> **EXERCISE GOAL**
Copy exactly the lines of the data below that run from the line holding "find the tree foliage in the photo above" through the line holding "find the backpack strap in the photo above", both ends included.

> **Referring expression pointing data**
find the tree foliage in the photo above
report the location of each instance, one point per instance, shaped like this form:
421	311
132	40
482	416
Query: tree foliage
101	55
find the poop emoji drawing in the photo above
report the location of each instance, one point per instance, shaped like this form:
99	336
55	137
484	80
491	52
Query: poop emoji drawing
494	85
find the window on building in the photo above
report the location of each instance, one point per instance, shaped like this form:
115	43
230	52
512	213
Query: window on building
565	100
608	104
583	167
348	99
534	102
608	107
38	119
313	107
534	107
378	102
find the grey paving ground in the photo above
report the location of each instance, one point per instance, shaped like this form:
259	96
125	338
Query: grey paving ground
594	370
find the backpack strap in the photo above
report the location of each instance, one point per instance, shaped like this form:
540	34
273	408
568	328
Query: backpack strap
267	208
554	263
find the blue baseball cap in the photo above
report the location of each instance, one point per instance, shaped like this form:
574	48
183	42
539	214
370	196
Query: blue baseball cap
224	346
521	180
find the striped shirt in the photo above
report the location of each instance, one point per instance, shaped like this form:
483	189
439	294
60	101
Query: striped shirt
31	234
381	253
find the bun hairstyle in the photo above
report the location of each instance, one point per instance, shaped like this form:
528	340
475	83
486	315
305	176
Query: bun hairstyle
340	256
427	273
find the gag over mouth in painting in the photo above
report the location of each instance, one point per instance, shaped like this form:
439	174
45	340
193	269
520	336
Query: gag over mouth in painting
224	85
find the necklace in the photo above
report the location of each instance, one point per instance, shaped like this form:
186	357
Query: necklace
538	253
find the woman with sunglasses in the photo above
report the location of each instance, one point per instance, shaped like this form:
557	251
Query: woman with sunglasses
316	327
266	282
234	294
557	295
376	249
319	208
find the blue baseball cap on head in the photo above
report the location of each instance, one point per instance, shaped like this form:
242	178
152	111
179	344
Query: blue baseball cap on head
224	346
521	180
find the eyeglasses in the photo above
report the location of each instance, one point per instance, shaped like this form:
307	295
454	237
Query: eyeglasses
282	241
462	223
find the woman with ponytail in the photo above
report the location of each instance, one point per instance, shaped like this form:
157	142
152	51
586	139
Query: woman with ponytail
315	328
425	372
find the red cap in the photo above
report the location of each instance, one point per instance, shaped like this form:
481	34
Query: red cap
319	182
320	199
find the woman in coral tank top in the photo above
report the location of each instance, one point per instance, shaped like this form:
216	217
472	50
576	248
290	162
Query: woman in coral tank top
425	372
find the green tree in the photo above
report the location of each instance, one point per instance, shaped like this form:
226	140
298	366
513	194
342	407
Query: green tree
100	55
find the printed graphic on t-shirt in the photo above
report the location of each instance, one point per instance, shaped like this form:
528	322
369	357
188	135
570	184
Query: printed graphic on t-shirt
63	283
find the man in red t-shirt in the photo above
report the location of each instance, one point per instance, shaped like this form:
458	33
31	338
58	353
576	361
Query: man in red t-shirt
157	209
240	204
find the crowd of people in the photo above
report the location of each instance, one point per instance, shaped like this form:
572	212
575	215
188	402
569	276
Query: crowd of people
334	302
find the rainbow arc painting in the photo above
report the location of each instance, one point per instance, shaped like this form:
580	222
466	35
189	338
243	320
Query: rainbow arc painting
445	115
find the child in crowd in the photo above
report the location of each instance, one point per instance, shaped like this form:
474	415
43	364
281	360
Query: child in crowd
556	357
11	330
...
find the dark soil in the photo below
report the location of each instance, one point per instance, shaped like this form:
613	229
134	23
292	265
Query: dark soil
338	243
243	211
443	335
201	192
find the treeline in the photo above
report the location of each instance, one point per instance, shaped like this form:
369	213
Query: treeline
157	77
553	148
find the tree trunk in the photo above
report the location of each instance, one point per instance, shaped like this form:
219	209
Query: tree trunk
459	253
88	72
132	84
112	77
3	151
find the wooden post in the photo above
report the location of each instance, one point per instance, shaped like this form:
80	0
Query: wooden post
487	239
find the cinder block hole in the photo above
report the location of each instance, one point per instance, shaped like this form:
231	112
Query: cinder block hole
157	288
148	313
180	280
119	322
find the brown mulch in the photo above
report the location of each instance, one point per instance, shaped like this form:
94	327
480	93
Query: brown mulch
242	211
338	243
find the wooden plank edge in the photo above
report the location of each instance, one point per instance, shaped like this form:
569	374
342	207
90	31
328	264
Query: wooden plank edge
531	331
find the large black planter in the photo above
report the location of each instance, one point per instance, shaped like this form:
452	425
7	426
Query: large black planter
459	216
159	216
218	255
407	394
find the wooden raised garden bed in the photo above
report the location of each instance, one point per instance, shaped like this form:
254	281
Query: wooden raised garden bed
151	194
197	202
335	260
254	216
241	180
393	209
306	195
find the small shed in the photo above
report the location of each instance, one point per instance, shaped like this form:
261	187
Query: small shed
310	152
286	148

> **SOLUTION TO THIS EXERCISE**
find the tree foliage in the photo above
report the location of each instance, one point per instance, shaped like this form:
421	311
132	40
482	416
Query: tree foliage
101	55
find the poop emoji drawing in the photo above
report the location of each instance, one point per instance, shaped like this form:
99	336
55	137
484	80
491	52
Query: poop emoji drawing
494	85
find the window on building in the photo above
report the location of each instance, one point per instance, shaped like this form:
115	43
230	52
512	213
Query: window on building
565	100
608	104
583	167
348	99
534	102
608	107
38	119
313	107
534	107
378	102
find the grey paving ground in the photo above
report the location of each instance, one point per instance, shaped like this form:
259	96
125	338
Query: grey paving ground
594	370
find the backpack strap in the photo above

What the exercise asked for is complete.